**Provided passage**.
§ §
The German foreign minister has offered, alongside Britain and France, to negotiate with the Iranians. But America would still have to play a central role in the talks. No one else could assure both Israel and Iran that an agreement would stick. If it is serious about a deal, it will need to be a more competent negotiator this time around. Steve Witkoff, the president's Middle East envoy, managed just five meetings with Iran in two months, while juggling a portfolio that also included the wars in Gaza and Ukraine. He also scorned help from American allies (a European diplomat says he received more detailed readouts on the talks from Iran than from America).
If Mr Trump is not serious about diplomacy, his second choice is whether America should join the war. Satellite imagery suggests that Israel has destroyed the so-called 'pilot-fuel enrichment plant' at Natanz, an above-ground facility where Iran enriched uranium to 60%, a small step below weapons-grade.
§ §
[Stored entries]

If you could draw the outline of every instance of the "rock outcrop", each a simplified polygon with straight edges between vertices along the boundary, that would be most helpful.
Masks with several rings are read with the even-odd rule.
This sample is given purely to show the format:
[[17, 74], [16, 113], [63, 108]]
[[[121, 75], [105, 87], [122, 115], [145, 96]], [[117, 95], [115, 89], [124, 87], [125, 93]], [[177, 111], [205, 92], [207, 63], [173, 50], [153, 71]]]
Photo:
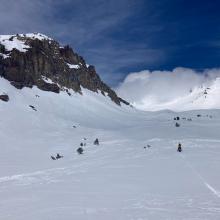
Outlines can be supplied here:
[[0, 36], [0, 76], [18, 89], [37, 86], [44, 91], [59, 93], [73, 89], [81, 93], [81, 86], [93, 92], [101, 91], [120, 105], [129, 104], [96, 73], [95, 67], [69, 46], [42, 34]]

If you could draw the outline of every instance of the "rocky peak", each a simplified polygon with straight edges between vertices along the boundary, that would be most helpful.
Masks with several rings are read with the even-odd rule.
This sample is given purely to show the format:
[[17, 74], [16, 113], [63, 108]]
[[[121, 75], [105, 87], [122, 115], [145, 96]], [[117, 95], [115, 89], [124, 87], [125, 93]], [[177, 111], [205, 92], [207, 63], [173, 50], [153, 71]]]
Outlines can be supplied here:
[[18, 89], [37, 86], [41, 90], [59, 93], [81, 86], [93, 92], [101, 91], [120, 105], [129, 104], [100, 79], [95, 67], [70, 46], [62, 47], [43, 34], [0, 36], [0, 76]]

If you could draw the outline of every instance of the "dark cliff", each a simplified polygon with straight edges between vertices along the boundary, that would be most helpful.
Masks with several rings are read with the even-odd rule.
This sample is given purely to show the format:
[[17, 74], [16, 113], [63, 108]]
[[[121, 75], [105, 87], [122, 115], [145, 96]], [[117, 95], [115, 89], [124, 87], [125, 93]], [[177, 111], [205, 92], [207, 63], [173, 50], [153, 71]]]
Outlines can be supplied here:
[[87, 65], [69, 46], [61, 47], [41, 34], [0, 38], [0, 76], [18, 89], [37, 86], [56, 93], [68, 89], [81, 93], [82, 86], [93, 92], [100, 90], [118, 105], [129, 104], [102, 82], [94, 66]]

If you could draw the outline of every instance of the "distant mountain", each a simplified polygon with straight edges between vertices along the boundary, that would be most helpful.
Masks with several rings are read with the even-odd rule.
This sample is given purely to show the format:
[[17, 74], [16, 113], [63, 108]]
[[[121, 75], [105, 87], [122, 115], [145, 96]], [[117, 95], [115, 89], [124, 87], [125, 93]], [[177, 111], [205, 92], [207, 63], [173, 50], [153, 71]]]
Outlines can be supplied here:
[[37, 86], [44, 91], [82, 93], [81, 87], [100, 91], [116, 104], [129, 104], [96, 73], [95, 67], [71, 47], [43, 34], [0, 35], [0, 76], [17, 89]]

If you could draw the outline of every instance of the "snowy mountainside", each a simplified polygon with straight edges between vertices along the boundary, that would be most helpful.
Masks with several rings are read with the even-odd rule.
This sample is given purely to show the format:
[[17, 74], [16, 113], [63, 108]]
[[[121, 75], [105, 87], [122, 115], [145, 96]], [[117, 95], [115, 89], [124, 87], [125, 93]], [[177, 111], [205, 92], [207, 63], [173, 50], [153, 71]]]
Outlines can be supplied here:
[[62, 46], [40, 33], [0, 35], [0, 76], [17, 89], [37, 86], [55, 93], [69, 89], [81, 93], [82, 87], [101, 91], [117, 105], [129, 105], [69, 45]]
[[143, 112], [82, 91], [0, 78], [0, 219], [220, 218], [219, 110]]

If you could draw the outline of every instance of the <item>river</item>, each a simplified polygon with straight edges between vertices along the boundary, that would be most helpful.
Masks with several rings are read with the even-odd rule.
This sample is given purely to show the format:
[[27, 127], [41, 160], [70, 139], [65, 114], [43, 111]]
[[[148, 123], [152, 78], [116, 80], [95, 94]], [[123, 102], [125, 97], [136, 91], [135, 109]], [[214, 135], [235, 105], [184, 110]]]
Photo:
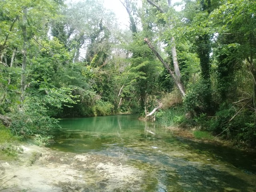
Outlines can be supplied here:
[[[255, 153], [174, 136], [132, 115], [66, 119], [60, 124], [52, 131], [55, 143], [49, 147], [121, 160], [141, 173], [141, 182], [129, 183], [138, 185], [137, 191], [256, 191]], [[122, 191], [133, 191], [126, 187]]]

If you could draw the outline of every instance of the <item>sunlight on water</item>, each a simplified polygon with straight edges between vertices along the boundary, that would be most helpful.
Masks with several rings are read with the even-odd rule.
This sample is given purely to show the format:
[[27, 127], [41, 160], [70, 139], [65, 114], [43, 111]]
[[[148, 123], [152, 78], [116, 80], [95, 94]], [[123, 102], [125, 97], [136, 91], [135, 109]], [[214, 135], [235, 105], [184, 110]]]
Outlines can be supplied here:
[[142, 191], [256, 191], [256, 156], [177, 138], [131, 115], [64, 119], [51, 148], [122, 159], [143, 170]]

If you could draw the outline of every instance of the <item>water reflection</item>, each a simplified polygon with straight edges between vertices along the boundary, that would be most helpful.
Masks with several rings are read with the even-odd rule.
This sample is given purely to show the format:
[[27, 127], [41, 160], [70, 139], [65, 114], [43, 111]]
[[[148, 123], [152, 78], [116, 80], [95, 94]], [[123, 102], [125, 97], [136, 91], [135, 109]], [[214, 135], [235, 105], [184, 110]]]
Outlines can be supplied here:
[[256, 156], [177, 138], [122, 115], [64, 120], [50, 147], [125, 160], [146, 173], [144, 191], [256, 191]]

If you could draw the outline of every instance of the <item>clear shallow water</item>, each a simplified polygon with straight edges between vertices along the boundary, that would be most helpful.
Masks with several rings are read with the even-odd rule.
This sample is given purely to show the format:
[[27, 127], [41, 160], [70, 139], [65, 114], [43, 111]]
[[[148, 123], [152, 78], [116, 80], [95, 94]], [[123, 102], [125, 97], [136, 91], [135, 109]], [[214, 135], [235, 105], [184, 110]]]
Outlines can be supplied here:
§ §
**Problem to work on**. Reproduce the passage on the Iran talks from "If Mr Trump" up to and including "step below weapons-grade.", substituting "negotiation" for "diplomacy".

**Solution to this exercise**.
If Mr Trump is not serious about negotiation, his second choice is whether America should join the war. Satellite imagery suggests that Israel has destroyed the so-called 'pilot-fuel enrichment plant' at Natanz, an above-ground facility where Iran enriched uranium to 60%, a small step below weapons-grade.